Every entry should come back exactly as written, minus the pictures.

►

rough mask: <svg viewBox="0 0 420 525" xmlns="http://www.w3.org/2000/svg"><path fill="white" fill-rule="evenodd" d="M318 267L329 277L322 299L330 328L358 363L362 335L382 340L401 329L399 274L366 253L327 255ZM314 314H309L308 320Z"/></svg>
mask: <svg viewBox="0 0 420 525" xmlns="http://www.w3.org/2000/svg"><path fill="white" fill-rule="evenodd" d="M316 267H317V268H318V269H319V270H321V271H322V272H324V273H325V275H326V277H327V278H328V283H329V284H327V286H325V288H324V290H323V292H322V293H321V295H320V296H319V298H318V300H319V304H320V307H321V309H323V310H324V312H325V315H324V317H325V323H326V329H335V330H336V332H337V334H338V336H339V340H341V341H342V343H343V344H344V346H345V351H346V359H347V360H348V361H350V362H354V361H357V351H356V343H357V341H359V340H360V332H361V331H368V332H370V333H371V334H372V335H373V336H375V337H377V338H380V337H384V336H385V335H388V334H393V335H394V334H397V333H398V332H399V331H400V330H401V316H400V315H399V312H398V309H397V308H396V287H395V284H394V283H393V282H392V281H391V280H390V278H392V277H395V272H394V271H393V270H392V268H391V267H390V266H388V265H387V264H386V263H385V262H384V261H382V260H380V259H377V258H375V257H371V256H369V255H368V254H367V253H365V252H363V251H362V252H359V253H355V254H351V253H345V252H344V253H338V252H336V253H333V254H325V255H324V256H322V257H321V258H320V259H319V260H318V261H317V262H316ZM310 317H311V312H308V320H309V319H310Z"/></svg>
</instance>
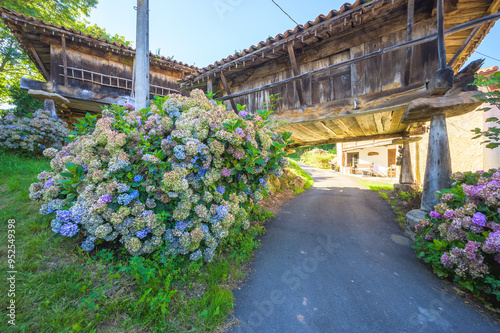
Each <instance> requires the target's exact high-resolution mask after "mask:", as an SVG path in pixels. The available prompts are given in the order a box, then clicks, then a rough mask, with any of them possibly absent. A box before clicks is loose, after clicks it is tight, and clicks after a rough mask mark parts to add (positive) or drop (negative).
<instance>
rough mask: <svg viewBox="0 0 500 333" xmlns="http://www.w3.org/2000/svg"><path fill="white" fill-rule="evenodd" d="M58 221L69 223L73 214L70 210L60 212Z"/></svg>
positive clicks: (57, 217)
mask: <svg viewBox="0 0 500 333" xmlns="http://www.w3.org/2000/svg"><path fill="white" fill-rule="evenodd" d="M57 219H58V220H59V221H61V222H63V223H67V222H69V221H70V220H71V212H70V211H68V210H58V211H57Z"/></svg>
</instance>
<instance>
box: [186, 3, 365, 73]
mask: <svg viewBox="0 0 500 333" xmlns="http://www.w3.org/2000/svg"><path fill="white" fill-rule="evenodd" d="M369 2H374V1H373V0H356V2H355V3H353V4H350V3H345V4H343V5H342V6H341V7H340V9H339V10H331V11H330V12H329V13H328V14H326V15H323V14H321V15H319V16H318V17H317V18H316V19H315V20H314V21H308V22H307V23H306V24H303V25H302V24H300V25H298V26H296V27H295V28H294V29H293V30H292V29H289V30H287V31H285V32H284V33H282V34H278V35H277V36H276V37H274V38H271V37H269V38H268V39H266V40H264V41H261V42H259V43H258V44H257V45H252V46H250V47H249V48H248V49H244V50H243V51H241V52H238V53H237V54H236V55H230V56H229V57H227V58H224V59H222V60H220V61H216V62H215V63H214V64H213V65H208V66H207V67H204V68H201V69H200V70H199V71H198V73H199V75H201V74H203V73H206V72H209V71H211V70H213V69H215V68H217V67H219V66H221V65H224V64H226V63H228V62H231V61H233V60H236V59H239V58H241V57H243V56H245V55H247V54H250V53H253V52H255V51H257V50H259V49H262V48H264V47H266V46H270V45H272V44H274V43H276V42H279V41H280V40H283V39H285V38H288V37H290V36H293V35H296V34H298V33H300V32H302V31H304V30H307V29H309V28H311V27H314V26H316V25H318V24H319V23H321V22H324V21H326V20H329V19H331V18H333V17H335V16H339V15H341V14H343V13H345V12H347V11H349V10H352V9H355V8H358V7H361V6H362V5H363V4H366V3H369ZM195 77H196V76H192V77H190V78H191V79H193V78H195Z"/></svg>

◄

**Reply**
rough mask: <svg viewBox="0 0 420 525" xmlns="http://www.w3.org/2000/svg"><path fill="white" fill-rule="evenodd" d="M318 267L329 277L322 299L330 328L358 363L362 335L382 340L401 329L399 274L366 253L327 255ZM314 314H309L308 320Z"/></svg>
mask: <svg viewBox="0 0 420 525" xmlns="http://www.w3.org/2000/svg"><path fill="white" fill-rule="evenodd" d="M316 267H317V268H318V269H319V270H321V271H322V272H324V273H325V275H326V277H327V278H328V283H329V284H327V286H325V288H324V290H323V292H322V293H321V295H320V296H319V298H318V300H319V304H320V307H321V309H323V310H324V312H325V315H324V317H325V323H326V329H335V330H336V332H337V334H338V336H339V340H341V341H342V343H343V344H344V346H345V351H346V359H347V360H348V361H350V362H354V361H357V351H356V343H357V341H359V340H360V332H361V331H368V332H370V333H371V334H372V335H373V336H375V337H377V338H380V337H384V336H385V335H388V334H393V335H394V334H397V333H398V332H399V331H400V330H401V316H400V315H399V312H398V309H397V308H396V287H395V284H394V283H393V282H392V281H391V280H390V278H392V277H395V272H394V271H393V270H392V268H391V267H390V266H388V265H387V264H386V263H385V262H384V261H382V260H380V259H377V258H375V257H371V256H369V255H368V254H367V253H365V252H363V251H362V252H359V253H355V254H351V253H345V252H344V253H338V252H336V253H333V254H325V255H324V256H322V257H321V258H320V259H319V260H318V261H317V262H316ZM310 317H311V312H308V320H309V319H310Z"/></svg>
</instance>
Each <instance> requires the target's exact high-resolution mask after "mask:", as an SVG path in pixels. The available prompts are given in the order a box, then clicks, then a rough mask, with any of them possibly absent. A box before clicks is loose, after clicks it is tight, and clicks after a rough mask mark parts to add (positive) or drop (negative).
<instance>
rough mask: <svg viewBox="0 0 500 333" xmlns="http://www.w3.org/2000/svg"><path fill="white" fill-rule="evenodd" d="M58 221L69 223L73 214L70 210L60 212Z"/></svg>
positive clicks: (57, 217)
mask: <svg viewBox="0 0 500 333" xmlns="http://www.w3.org/2000/svg"><path fill="white" fill-rule="evenodd" d="M57 219H58V220H59V221H61V222H63V223H67V222H69V221H70V220H71V212H70V211H68V210H58V211H57Z"/></svg>
</instance>
<instance>
box: [186, 3, 365, 73]
mask: <svg viewBox="0 0 500 333" xmlns="http://www.w3.org/2000/svg"><path fill="white" fill-rule="evenodd" d="M369 2H374V1H373V0H356V2H355V3H353V4H350V3H345V4H343V5H342V6H341V7H340V9H339V10H331V11H330V12H329V13H328V14H326V15H323V14H321V15H319V16H318V17H317V18H316V19H315V20H314V21H308V22H307V23H306V24H303V25H302V24H300V25H298V26H296V27H295V28H294V29H293V30H292V29H289V30H287V31H285V32H284V33H282V34H278V35H277V36H276V37H274V38H271V37H269V38H268V39H266V40H264V41H261V42H259V43H258V44H257V45H252V46H250V47H249V48H248V49H244V50H243V51H241V52H238V53H237V54H236V55H230V56H229V57H227V58H224V59H222V60H220V61H216V62H215V63H214V64H213V65H208V66H207V67H204V68H201V69H200V70H199V71H198V73H199V75H201V74H203V73H206V72H209V71H211V70H213V69H215V68H217V67H219V66H221V65H224V64H226V63H228V62H231V61H233V60H236V59H239V58H241V57H243V56H245V55H247V54H250V53H253V52H255V51H257V50H259V49H262V48H264V47H266V46H270V45H272V44H274V43H276V42H279V41H280V40H283V39H285V38H288V37H290V36H293V35H296V34H298V33H300V32H302V31H304V30H307V29H309V28H311V27H314V26H316V25H318V24H319V23H321V22H324V21H326V20H329V19H331V18H333V17H335V16H339V15H341V14H343V13H345V12H347V11H349V10H352V9H355V8H358V7H361V6H362V5H363V4H366V3H369ZM195 77H196V76H192V77H190V78H191V79H193V78H195Z"/></svg>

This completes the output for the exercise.